RECORDS TO PROCESS |
┄┄┄┄┄┄
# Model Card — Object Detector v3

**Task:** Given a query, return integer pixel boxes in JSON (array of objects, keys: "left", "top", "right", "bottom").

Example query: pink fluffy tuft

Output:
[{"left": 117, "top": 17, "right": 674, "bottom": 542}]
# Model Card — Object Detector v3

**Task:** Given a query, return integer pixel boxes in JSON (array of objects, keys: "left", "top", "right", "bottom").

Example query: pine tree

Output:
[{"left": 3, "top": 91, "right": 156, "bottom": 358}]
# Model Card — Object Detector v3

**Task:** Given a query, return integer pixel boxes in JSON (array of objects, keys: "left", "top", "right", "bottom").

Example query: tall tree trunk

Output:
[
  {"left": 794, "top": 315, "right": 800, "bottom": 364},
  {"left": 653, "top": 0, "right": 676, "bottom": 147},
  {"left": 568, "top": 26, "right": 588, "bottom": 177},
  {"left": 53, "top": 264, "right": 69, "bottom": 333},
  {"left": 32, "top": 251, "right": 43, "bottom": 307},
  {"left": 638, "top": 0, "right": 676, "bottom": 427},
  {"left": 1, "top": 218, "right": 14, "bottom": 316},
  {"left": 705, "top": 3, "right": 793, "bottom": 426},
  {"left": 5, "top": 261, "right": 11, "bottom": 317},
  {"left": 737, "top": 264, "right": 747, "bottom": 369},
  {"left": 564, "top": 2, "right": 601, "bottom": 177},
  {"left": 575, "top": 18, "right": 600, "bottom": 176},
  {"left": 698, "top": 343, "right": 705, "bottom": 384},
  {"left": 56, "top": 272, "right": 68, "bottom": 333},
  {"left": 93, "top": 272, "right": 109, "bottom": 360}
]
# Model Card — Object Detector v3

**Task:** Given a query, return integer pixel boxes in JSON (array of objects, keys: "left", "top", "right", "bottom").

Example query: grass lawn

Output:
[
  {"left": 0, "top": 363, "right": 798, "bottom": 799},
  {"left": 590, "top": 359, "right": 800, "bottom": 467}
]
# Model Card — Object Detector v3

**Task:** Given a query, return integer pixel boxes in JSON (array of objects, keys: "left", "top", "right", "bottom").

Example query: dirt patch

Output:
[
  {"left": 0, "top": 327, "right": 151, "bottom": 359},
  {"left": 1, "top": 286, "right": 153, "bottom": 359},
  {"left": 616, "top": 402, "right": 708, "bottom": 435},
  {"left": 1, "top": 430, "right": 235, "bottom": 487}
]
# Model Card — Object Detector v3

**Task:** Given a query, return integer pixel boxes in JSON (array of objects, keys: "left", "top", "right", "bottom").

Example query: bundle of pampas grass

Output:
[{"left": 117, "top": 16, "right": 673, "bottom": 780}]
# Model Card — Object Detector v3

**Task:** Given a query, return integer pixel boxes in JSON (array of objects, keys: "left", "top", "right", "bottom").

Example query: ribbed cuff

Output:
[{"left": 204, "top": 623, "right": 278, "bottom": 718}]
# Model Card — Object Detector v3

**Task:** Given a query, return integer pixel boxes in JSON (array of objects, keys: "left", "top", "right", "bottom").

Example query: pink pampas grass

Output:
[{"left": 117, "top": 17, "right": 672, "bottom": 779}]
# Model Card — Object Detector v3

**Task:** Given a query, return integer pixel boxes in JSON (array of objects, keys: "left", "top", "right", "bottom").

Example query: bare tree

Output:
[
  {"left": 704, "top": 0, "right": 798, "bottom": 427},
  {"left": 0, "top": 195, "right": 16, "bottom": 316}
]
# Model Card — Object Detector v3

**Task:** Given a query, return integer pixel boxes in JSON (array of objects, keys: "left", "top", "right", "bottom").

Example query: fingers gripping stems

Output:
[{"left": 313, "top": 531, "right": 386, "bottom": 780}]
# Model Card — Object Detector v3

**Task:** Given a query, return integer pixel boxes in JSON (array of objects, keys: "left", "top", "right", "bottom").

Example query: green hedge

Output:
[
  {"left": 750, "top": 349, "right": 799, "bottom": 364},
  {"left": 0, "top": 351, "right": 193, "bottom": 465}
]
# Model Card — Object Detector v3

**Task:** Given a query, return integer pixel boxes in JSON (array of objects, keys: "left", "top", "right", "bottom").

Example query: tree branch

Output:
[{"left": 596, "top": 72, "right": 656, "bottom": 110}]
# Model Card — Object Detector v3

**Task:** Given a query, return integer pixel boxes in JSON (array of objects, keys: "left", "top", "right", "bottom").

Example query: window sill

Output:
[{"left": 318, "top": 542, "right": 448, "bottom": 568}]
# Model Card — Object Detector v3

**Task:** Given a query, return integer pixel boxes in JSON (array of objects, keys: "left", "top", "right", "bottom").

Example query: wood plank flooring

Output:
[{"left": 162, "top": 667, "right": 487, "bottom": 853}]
┄┄┄┄┄┄
TO DO | Copy each line of the listing that contains the string "grass".

TASK OUTPUT |
Example query: grass lawn
Example query: bundle of pampas grass
Example query: pink pampas grass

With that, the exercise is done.